▸ Task material:
□ □ □ □ □

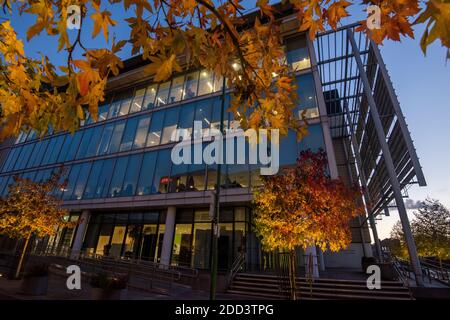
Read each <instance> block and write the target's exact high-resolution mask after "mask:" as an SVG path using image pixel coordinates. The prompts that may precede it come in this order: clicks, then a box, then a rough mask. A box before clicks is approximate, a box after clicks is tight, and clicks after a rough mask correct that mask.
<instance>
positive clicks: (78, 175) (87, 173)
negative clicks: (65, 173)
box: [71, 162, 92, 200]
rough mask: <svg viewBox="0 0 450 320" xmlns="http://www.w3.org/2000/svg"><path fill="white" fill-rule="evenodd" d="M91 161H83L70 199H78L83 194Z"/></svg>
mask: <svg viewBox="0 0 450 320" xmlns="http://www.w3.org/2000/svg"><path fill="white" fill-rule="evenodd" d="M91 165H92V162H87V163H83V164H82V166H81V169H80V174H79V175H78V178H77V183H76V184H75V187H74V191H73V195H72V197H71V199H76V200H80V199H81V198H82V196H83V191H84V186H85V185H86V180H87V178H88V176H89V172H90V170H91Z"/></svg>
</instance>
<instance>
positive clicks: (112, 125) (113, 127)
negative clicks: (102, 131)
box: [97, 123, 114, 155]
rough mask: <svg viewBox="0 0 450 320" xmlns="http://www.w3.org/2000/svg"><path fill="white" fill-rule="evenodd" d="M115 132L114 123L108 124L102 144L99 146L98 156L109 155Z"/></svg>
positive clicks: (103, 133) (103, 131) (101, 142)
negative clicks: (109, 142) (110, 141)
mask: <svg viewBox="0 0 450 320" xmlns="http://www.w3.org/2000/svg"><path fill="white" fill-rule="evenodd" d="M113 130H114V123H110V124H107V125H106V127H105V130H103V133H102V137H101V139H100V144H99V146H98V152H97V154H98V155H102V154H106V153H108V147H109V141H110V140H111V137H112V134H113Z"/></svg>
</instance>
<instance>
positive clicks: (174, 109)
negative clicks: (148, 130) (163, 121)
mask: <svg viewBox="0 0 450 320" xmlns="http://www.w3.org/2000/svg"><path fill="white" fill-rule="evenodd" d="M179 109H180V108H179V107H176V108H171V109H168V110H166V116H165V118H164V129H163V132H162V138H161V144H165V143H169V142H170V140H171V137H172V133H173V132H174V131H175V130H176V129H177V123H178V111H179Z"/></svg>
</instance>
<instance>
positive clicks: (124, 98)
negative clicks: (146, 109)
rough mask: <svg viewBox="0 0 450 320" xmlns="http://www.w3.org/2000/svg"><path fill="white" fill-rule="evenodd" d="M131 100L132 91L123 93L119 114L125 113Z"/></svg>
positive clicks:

□ □ □ □ □

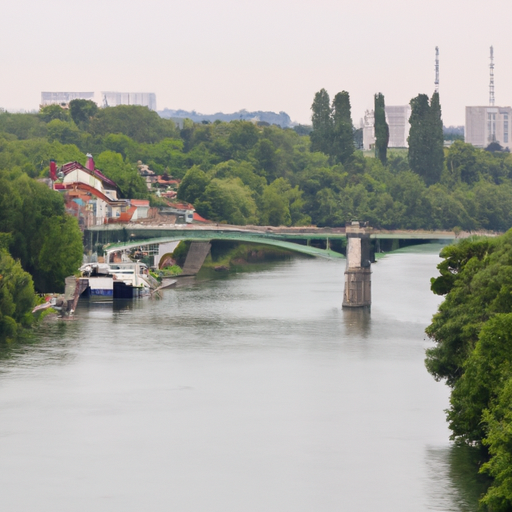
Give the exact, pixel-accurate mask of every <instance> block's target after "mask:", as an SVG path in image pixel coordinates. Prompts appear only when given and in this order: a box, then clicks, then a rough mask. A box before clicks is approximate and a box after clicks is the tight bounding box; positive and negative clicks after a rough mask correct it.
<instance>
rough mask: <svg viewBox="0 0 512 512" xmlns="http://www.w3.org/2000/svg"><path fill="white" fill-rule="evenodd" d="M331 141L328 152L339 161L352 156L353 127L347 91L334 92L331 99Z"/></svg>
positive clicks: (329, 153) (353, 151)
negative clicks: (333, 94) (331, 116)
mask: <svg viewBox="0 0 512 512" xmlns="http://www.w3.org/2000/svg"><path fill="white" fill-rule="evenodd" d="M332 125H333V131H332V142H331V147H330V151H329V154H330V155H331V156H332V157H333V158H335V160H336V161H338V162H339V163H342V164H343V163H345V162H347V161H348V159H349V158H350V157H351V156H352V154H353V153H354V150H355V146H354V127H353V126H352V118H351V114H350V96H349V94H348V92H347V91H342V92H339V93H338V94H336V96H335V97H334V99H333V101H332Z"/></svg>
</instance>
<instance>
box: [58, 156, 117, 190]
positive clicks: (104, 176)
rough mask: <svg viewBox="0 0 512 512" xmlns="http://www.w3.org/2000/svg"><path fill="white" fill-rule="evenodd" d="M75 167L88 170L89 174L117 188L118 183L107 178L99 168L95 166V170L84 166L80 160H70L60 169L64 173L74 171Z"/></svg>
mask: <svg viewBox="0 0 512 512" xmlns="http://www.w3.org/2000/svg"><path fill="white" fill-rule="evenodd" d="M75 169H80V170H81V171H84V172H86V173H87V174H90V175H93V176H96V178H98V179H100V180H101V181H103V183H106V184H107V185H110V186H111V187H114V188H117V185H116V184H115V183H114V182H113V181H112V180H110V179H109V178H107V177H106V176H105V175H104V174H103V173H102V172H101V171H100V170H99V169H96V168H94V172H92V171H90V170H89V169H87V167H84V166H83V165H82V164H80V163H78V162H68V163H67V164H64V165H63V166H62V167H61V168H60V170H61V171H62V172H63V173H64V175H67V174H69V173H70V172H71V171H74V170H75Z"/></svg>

□ □ □ □ □

▸ Directions: After locating the line holding "positive clicks: (103, 133)" above, output exactly that line and every line after it through the line holding "positive clicks: (174, 109)". Include nothing else.

▸ Response to the exercise:
positive clicks: (103, 133) (103, 131) (101, 142)
negative clicks: (109, 142) (110, 141)
mask: <svg viewBox="0 0 450 320" xmlns="http://www.w3.org/2000/svg"><path fill="white" fill-rule="evenodd" d="M113 130H114V123H110V124H107V125H106V127H105V130H103V133H102V137H101V139H100V144H99V146H98V152H97V154H98V155H102V154H106V153H108V147H109V141H110V140H111V137H112V134H113Z"/></svg>
</instance>
<instance>
positive clicks: (174, 109)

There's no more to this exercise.